**A block of data**
# # # #
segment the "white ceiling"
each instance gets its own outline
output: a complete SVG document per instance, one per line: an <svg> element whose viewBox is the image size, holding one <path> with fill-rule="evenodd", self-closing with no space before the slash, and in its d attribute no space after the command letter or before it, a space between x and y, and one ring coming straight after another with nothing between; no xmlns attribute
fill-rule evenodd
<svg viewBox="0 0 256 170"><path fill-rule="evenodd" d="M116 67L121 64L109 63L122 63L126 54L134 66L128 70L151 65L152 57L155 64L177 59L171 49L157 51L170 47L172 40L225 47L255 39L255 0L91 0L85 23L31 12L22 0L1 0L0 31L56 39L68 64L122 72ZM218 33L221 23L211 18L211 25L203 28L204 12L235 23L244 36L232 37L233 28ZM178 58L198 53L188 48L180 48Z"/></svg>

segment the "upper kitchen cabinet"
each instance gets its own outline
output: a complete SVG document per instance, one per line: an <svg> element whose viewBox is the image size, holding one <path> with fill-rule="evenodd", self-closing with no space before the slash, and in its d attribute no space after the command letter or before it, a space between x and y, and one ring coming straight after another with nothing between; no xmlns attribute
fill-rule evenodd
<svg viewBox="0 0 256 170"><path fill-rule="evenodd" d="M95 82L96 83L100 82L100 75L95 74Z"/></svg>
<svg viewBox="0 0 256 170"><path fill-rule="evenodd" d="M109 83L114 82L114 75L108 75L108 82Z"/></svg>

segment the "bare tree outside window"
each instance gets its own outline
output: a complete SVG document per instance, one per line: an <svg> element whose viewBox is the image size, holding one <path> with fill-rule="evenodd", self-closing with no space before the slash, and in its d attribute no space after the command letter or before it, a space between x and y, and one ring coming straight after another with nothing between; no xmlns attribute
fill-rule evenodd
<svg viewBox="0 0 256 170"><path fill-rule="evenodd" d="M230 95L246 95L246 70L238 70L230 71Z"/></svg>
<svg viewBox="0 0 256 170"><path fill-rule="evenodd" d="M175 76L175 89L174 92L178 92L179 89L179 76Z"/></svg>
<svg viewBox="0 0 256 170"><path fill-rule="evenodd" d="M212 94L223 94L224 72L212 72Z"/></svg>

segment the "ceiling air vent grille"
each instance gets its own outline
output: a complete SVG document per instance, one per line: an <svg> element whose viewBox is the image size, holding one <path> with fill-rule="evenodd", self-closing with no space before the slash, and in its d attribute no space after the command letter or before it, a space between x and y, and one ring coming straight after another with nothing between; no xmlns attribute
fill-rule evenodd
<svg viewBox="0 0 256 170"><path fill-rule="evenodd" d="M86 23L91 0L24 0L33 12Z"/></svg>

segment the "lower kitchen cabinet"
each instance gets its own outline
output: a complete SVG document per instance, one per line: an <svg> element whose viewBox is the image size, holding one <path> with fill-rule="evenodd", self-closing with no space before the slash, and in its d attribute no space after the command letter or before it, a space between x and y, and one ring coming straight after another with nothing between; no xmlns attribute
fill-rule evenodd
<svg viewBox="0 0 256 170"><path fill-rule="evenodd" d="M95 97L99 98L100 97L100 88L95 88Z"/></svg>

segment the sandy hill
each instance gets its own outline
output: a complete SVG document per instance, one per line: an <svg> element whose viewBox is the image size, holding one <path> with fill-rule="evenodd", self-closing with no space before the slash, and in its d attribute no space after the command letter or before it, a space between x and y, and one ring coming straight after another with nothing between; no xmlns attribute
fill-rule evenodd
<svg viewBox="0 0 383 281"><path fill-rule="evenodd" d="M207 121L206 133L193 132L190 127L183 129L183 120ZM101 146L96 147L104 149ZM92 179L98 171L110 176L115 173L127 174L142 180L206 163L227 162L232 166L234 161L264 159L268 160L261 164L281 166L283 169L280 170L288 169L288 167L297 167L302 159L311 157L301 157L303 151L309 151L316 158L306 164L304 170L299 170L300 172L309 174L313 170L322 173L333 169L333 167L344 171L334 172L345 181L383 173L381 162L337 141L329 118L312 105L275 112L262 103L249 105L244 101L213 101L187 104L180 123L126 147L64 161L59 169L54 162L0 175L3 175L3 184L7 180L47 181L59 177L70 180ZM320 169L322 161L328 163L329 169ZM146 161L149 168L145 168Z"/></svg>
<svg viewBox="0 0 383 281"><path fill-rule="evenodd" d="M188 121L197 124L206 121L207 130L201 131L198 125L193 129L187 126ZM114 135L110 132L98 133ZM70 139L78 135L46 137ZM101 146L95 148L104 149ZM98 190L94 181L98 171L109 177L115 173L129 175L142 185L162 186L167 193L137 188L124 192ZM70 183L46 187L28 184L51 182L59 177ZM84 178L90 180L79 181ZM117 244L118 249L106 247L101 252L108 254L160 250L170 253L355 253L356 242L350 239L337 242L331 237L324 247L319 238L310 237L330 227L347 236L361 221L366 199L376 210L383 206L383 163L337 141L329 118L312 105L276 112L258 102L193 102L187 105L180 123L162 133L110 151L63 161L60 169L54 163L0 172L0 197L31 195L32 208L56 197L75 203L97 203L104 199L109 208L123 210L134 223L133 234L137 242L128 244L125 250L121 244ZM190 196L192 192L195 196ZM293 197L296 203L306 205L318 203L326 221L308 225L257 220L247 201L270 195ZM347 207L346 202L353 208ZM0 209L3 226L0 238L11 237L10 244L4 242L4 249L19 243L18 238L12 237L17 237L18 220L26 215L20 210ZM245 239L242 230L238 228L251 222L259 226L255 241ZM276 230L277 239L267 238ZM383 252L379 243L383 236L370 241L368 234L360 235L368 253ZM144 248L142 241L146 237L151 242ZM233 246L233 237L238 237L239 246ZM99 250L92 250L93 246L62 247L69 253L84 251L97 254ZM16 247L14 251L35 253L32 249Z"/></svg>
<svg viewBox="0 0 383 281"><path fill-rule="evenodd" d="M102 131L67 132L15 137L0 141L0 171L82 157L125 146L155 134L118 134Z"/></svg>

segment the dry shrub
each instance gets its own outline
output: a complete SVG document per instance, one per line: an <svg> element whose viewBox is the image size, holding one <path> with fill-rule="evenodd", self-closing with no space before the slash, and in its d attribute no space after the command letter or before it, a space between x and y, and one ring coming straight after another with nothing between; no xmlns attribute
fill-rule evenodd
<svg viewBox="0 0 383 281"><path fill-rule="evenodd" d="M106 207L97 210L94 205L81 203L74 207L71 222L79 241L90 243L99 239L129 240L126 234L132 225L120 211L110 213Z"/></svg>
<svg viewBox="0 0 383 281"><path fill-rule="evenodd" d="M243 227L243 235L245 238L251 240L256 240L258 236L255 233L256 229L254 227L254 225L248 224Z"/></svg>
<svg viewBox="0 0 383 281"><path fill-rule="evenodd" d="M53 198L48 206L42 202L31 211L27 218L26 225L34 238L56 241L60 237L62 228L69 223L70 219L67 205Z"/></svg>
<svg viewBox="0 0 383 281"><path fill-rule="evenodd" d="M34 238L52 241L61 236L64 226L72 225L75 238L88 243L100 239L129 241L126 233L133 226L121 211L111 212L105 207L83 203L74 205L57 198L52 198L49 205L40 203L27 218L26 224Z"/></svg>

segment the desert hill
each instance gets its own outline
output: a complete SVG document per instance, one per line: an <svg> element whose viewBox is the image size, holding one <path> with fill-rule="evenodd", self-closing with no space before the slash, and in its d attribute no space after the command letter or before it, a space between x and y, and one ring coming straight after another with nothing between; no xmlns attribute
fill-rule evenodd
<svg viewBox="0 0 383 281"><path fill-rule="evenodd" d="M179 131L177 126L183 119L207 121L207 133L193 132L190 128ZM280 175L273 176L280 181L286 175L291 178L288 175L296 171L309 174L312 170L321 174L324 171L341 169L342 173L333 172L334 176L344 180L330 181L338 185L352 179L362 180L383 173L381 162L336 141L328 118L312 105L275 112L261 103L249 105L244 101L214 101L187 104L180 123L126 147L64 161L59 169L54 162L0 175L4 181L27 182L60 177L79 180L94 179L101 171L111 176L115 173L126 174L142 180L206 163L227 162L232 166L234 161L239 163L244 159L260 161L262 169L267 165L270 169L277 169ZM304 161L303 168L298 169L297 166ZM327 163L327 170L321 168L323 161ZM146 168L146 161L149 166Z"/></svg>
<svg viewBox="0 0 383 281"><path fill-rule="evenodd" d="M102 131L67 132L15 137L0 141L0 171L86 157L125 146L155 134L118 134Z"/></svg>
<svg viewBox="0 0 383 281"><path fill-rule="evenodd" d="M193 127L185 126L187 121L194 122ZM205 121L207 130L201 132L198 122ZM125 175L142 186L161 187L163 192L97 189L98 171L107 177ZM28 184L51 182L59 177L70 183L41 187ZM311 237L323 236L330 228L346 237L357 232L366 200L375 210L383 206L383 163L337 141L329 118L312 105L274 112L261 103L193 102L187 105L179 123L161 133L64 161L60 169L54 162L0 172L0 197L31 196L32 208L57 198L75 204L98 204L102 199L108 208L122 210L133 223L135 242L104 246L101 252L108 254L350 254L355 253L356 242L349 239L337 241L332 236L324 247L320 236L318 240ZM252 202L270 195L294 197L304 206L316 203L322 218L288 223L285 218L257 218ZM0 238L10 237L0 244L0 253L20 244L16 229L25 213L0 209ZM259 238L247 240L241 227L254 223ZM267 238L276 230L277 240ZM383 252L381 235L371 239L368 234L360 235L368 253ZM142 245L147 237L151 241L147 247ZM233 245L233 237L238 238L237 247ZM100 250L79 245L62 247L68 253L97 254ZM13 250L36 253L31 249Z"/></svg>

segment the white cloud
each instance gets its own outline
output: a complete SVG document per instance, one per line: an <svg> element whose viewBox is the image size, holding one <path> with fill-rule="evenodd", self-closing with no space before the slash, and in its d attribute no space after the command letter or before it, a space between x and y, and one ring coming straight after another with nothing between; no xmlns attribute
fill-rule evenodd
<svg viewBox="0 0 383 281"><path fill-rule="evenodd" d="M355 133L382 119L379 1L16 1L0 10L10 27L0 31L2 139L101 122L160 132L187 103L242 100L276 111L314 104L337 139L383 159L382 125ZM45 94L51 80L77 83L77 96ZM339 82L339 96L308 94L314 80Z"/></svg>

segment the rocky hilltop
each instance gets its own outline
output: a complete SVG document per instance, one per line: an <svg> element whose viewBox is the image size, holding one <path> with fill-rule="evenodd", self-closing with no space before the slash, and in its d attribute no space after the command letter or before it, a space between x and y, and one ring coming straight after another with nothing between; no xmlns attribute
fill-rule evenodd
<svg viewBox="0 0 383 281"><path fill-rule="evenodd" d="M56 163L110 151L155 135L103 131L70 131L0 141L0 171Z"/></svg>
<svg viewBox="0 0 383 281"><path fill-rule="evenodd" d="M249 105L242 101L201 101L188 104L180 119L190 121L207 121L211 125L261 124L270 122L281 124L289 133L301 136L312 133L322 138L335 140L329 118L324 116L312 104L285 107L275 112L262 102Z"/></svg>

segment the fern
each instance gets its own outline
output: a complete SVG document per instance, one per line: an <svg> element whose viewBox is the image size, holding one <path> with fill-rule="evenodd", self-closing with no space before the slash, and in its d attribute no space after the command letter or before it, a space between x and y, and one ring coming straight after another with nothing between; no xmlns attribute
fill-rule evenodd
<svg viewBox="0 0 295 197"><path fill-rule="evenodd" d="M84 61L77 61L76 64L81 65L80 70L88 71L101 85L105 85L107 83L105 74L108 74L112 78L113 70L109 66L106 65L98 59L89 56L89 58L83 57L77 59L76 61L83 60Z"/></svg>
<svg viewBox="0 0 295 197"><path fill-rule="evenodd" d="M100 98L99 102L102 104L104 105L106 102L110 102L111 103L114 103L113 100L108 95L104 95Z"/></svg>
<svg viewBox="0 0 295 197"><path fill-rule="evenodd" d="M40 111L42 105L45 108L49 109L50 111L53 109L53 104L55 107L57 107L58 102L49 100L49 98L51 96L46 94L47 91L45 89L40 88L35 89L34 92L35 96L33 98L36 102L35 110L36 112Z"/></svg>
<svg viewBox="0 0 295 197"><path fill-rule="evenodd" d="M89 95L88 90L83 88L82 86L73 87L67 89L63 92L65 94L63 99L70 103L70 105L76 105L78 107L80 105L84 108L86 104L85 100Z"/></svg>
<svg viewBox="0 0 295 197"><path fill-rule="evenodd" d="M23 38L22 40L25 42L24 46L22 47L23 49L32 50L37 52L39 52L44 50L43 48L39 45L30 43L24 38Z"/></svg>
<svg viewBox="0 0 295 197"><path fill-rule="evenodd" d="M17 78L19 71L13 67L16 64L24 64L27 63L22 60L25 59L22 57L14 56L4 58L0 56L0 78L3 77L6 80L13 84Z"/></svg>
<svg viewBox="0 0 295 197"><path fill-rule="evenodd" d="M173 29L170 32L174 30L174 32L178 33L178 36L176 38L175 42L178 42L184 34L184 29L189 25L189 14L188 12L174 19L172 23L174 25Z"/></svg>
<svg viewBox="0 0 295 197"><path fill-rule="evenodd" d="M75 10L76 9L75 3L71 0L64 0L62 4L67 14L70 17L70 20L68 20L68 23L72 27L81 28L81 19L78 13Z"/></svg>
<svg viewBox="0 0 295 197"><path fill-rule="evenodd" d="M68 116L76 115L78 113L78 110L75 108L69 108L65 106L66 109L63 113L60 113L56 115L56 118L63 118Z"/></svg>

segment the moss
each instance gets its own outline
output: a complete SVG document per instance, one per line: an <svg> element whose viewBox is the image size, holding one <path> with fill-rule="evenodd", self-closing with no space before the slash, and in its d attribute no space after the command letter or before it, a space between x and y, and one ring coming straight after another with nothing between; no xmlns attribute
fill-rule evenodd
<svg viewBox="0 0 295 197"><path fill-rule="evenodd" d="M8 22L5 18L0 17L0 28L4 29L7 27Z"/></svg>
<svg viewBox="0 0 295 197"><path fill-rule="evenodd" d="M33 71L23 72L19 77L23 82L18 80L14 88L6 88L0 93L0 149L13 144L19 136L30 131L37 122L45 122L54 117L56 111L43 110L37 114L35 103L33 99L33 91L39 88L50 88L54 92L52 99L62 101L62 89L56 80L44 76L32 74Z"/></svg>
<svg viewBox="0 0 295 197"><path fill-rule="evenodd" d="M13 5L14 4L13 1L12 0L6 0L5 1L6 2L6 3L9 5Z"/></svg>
# # # #
**Task directions**
Please pull out the lines of the material that begin at the line containing "segment the white cloud" and stop after the line containing "105L242 101L201 101L188", and reproduce them without any change.

**Written answer**
segment the white cloud
each instance gets its own outline
output: a complete SVG document per instance, one per line: an <svg> element whose viewBox is the image size, holding one <path> with fill-rule="evenodd", self-closing with no space before the slash, and in its d attribute no space after the command letter or before it, a space between x and y, and one ring coming straight after another with nothing between; no xmlns attribute
fill-rule evenodd
<svg viewBox="0 0 383 281"><path fill-rule="evenodd" d="M355 133L382 119L379 1L16 1L0 10L10 27L0 31L2 139L101 122L160 132L187 103L242 100L276 111L314 104L337 139L383 159L382 125ZM45 94L51 80L77 83L77 96ZM339 82L339 96L308 94L314 80Z"/></svg>

segment the rocky hilltop
each instance gets its own outline
output: a complete SVG document per instance, one per line: an <svg> element whose viewBox is the image size, holding one <path> with fill-rule="evenodd", self-closing with no space before the slash, and in its d attribute no space after the command letter or before it, a space between x and y, and one ring coming straight after another with nothing between; no xmlns attribute
fill-rule evenodd
<svg viewBox="0 0 383 281"><path fill-rule="evenodd" d="M56 163L110 151L155 135L103 131L70 131L0 141L0 171Z"/></svg>
<svg viewBox="0 0 383 281"><path fill-rule="evenodd" d="M249 105L242 101L201 101L188 104L180 119L190 121L207 121L211 125L261 124L270 122L281 124L289 133L301 136L312 133L322 138L335 140L329 118L324 116L312 104L285 107L275 112L262 102Z"/></svg>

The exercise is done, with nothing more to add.